▸ **EXTRACTED RECORDS**
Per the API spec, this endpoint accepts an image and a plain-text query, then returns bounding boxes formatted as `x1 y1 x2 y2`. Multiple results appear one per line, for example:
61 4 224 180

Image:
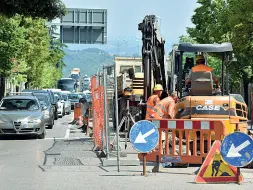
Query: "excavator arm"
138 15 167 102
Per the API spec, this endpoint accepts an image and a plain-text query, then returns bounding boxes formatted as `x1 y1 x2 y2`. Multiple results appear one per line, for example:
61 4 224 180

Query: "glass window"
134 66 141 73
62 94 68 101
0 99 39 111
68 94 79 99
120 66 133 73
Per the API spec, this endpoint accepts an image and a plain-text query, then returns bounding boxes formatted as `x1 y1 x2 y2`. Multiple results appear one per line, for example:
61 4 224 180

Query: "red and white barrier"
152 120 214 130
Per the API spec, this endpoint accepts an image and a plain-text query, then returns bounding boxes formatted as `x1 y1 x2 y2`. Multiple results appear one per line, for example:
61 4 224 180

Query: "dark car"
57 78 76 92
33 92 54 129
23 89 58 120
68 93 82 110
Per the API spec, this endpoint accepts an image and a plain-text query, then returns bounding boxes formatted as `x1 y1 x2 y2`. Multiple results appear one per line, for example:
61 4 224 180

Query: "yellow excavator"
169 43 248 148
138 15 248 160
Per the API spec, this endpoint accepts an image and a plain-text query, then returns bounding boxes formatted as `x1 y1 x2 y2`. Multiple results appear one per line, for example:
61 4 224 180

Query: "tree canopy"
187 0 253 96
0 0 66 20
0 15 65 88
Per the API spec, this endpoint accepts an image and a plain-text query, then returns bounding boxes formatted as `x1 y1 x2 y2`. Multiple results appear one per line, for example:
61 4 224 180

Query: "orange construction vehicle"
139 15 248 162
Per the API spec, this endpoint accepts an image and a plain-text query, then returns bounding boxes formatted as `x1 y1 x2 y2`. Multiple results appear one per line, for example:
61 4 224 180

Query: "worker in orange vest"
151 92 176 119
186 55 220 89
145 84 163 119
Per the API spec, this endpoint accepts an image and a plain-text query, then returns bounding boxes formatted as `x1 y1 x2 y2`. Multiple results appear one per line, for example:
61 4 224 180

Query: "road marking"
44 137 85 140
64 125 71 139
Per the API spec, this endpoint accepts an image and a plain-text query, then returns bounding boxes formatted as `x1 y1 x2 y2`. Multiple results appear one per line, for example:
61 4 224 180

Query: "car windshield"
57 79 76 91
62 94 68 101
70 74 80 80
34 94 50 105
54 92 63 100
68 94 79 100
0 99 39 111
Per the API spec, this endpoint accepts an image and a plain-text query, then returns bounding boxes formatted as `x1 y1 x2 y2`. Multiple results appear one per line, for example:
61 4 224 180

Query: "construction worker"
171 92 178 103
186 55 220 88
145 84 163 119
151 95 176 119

--

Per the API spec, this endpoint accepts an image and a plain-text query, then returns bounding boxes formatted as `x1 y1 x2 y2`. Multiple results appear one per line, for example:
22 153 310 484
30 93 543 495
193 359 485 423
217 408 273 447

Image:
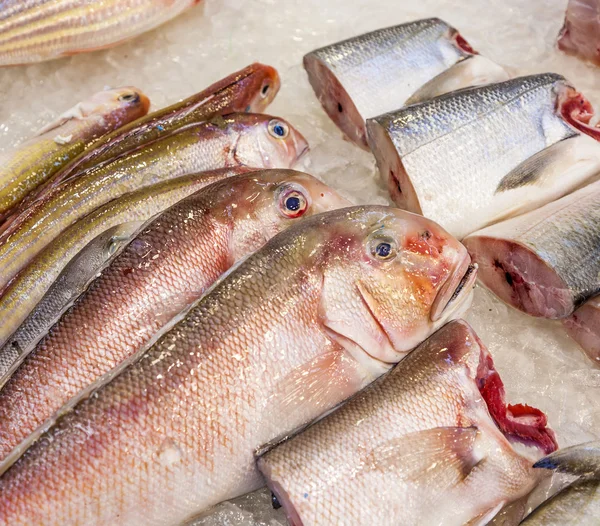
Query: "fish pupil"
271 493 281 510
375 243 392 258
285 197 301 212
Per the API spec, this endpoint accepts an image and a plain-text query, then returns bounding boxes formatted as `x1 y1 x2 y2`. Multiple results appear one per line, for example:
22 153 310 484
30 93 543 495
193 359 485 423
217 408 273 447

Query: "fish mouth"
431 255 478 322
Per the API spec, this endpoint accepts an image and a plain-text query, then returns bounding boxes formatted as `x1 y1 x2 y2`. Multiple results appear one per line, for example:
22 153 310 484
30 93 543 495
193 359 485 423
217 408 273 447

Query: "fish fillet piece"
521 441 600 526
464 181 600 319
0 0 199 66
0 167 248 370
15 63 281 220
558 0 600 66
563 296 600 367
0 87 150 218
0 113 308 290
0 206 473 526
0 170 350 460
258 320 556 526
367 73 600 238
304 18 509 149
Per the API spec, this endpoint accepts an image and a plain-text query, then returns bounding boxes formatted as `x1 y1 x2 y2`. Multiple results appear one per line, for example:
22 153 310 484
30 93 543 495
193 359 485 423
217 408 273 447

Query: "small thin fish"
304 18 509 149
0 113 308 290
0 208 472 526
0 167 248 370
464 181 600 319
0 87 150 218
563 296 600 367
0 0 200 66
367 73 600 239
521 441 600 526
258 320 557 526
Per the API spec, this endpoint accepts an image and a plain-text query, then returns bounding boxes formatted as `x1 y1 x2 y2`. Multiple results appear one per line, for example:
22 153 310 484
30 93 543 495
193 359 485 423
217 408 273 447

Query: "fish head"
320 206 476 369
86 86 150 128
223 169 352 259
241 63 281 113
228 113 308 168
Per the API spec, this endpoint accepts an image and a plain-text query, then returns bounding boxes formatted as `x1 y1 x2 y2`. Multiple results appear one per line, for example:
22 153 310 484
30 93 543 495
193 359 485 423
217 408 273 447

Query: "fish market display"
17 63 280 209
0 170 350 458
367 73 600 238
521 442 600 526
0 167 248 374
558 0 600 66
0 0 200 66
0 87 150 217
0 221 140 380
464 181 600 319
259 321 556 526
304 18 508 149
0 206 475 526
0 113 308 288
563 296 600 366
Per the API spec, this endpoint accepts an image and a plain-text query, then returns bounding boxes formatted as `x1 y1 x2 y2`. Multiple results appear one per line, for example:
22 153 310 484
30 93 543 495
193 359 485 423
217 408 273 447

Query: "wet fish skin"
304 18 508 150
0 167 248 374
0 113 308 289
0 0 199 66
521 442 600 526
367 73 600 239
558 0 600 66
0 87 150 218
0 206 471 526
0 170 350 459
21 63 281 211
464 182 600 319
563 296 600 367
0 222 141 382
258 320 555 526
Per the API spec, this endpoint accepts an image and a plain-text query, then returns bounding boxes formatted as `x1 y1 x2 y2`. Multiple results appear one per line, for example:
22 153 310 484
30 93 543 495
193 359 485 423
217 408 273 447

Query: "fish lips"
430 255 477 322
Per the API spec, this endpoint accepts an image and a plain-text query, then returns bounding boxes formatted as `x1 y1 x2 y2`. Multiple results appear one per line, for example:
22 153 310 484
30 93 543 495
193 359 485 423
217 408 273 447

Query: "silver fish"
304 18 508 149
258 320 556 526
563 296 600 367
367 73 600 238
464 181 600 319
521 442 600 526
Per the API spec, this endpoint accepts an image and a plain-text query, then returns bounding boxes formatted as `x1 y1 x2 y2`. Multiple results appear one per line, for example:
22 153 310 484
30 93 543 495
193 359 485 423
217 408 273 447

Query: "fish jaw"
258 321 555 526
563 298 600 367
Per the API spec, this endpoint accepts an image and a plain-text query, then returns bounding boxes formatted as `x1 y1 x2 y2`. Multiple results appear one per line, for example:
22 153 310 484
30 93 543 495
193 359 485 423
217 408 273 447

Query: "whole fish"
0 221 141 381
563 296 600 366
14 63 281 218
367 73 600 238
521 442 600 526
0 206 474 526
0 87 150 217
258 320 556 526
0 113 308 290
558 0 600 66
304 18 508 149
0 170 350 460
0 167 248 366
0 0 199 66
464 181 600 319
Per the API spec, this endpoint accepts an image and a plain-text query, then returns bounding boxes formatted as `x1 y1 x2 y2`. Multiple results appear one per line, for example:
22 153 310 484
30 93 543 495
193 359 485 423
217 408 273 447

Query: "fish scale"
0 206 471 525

---

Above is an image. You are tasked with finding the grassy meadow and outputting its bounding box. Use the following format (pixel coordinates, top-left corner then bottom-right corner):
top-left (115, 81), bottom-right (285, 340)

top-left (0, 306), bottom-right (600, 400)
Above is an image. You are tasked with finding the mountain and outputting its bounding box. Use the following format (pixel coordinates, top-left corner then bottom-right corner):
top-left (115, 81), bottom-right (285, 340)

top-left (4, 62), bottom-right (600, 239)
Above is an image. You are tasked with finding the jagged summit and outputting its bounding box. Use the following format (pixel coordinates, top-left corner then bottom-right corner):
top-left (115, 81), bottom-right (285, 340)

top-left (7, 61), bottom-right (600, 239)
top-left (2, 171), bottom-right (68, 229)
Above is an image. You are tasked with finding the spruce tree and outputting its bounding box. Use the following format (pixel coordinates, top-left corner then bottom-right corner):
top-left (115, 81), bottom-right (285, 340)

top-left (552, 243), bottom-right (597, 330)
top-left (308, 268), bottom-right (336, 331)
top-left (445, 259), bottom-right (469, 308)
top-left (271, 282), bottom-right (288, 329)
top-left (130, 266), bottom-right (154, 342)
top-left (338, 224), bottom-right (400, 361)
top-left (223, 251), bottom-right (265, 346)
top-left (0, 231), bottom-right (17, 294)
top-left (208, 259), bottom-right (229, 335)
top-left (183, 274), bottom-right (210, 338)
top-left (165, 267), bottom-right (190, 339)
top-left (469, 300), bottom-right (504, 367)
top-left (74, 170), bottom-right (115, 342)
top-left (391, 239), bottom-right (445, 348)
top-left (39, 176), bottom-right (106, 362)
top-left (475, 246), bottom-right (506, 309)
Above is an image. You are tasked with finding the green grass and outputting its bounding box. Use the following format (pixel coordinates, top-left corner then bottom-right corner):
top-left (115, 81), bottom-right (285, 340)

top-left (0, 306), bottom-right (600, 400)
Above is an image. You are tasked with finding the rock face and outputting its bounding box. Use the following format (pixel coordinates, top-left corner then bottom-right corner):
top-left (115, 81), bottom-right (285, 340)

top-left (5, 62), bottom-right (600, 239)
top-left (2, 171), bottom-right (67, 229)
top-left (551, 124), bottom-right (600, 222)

▸ **TASK**
Please count the lines in the records above that contain the word "excavator" and reply with that number alone.

▸ **FULL RESPONSE**
2